Tchaikovsky’s Piano Concerto No. 1 is a popular piece. And in Russia, where pianist Asiya Korepanova grew up, even more ludicrously so.
“You hear it constantly, people play it all the time. You hear on the television, radio, everywhere, everywhere,” Korepanova told Humanity. As such, the famous showpiece becomes almost background noise. To musicians, it can feel overplayed.
It wasn’t until Korepanova opened the score with her own hands that the music revealed to her what she hadn’t heard before.
“I discovered that the score actually, when you read it the way it’s written, there are certain details that sound different than what a lot of people play on stage,” Korepanova said. “That’s how I first discovered how strong the performance tradition can be.”
Following the Score
Korepanova, like all musicians today, grew up in the age of recorded music—it has undeniably changed not only the way classical music is consumed and digested, but the way it is performed.

Problem A. Copy the passage of the Tchaikovsky concerto article from "It wasn’t until" up to and including "it is performed.".
Problem B. In the Tchaikovsky concerto article, what did Korepanova say reading the score taught her about performance tradition?
Problem C. Write the next part of the article about Korepanova and the Tchaikovsky concerto, starting after its last sentence.
The dataset rows that come next are separate material and have nothing to do with the article.

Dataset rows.
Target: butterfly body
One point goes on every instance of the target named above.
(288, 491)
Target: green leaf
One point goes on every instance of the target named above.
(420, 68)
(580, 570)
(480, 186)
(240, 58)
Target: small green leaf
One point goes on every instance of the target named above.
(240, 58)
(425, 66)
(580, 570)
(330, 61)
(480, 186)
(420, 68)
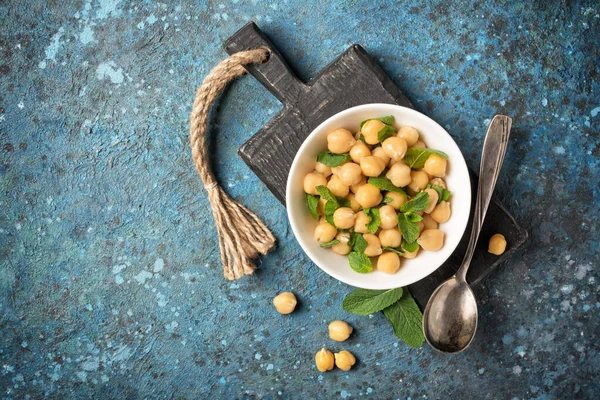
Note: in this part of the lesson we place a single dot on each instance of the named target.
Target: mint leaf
(385, 132)
(312, 202)
(409, 247)
(393, 249)
(326, 194)
(329, 244)
(389, 120)
(330, 208)
(357, 242)
(384, 183)
(331, 159)
(417, 203)
(375, 219)
(415, 157)
(406, 319)
(413, 217)
(365, 301)
(359, 262)
(409, 229)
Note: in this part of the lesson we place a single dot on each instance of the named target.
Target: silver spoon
(450, 318)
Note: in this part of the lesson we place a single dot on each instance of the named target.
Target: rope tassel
(242, 235)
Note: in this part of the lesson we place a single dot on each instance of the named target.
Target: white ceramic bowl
(411, 270)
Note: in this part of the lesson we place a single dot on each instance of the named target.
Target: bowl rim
(364, 283)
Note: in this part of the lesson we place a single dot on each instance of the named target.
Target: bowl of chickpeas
(378, 196)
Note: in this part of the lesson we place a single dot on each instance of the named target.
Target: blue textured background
(110, 282)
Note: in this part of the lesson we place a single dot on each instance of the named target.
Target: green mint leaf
(417, 203)
(384, 183)
(389, 120)
(409, 229)
(357, 242)
(330, 208)
(375, 219)
(415, 157)
(445, 196)
(365, 301)
(414, 217)
(409, 246)
(385, 132)
(331, 159)
(312, 202)
(406, 320)
(326, 194)
(396, 250)
(359, 262)
(329, 244)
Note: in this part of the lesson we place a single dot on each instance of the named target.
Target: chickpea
(373, 245)
(419, 180)
(358, 151)
(368, 195)
(388, 216)
(399, 175)
(438, 182)
(350, 174)
(323, 169)
(394, 147)
(340, 141)
(433, 198)
(441, 213)
(390, 237)
(497, 244)
(429, 222)
(353, 203)
(360, 222)
(436, 165)
(343, 218)
(372, 166)
(339, 330)
(397, 199)
(324, 360)
(285, 302)
(342, 247)
(312, 180)
(409, 134)
(388, 262)
(419, 144)
(355, 187)
(344, 360)
(370, 130)
(325, 232)
(379, 153)
(337, 188)
(431, 239)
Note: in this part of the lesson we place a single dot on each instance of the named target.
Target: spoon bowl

Task output A.
It wasn’t until Korepanova opened the score with her own hands that the music revealed to her what she hadn’t heard before.
“I discovered that the score actually, when you read it the way it’s written, there are certain details that sound different than what a lot of people play on stage,” Korepanova said. “That’s how I first discovered how strong the performance tradition can be.”
Following the Score
Korepanova, like all musicians today, grew up in the age of recorded music—it has undeniably changed not only the way classical music is consumed and digested, but the way it is performed.

Task output B. It showed her how strong the performance tradition can be.

Task output C.
“Somebody prominent plays a concerto or records a concerto, and hundreds of people listen to that [recording],” Korepanova explained in a phone interview on Aug. 24.
Inevitably, the famous musician’s interpretation takes hold in our psyche, and two things happen: audiences henceforth expect the piece to be played a certain way, and musicians may begin to interpret an interpretation—the recording—rather than the composer’s original work as written.
A famous example of this is the controversies about the tempos at which Beethoven symphonies should be performed; people used to the slow, sweeping renditions of his works as interpreted by some famous conductors are sometimes shocked or skeptical when a musicologist explains the movement was meant to be quite brisk.
Korepanova was very young when she made this discovery via Tchaikovsky’s Piano Concerto No. 1—and the revelation was incredible. (Incidentally, Tchaikovsky was one of the first composers to witness a preview of Edison’s sound recording technology.)
“Playing through this piece, I was amazed—it actually sounds really fresh for me,” Korepanova said. Despite having heard it hundreds of times, it was “as if I am discovering it the very first time of my life, because I’m just playing what’s written in the score.”
Korepanova now sight reads voraciously, frequenting the library to meet as many scores, both popular and obscure, as her busy schedule permits.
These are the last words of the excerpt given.